What you will do: Could you output each line below precisely as it stands, without the images?

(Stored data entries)
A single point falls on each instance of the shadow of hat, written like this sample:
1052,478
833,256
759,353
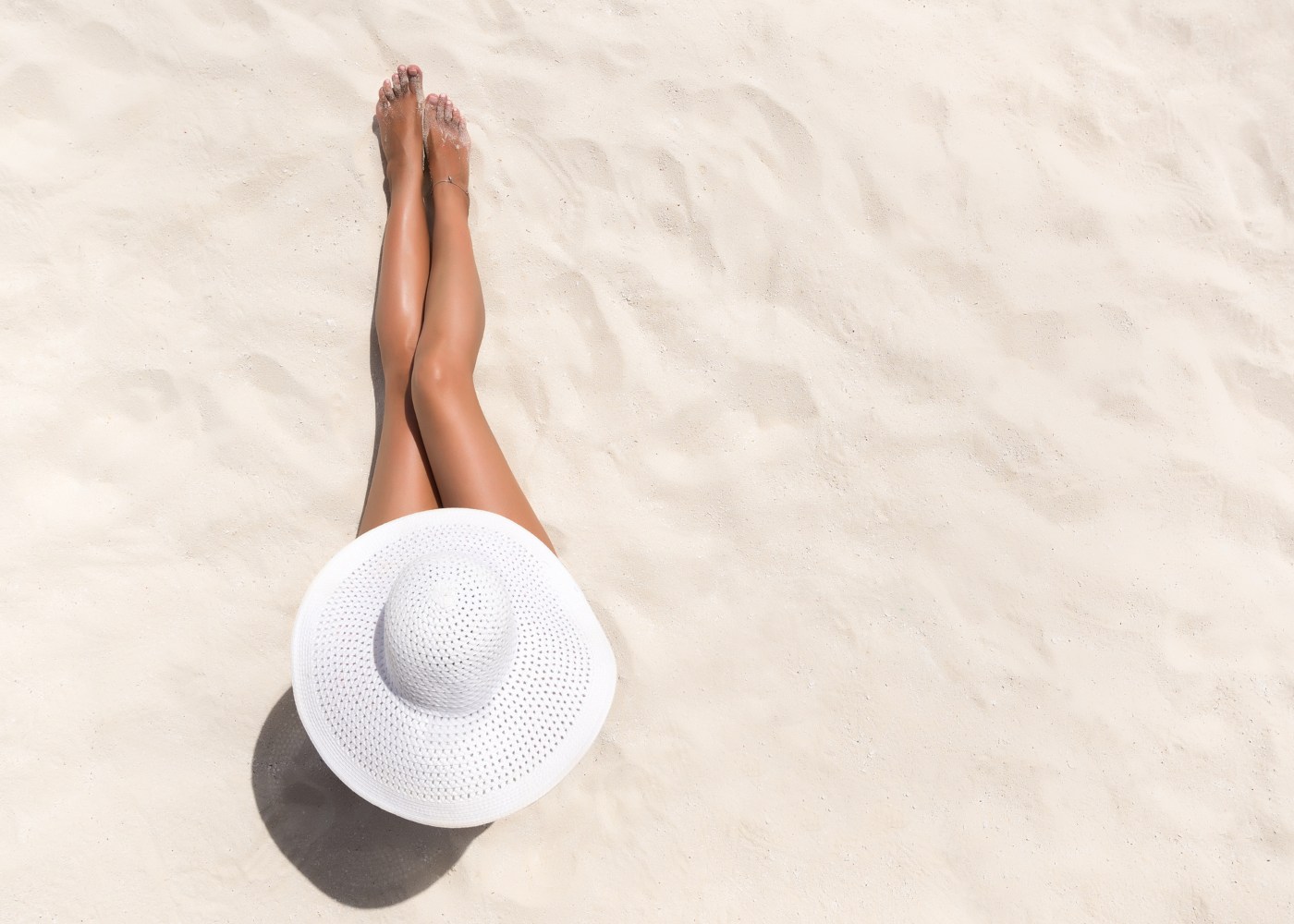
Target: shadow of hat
348,848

Exercise answer:
A single point falls on each instance of the shadow of hat, written like this sample:
1052,478
833,256
759,353
Target: shadow of hat
348,848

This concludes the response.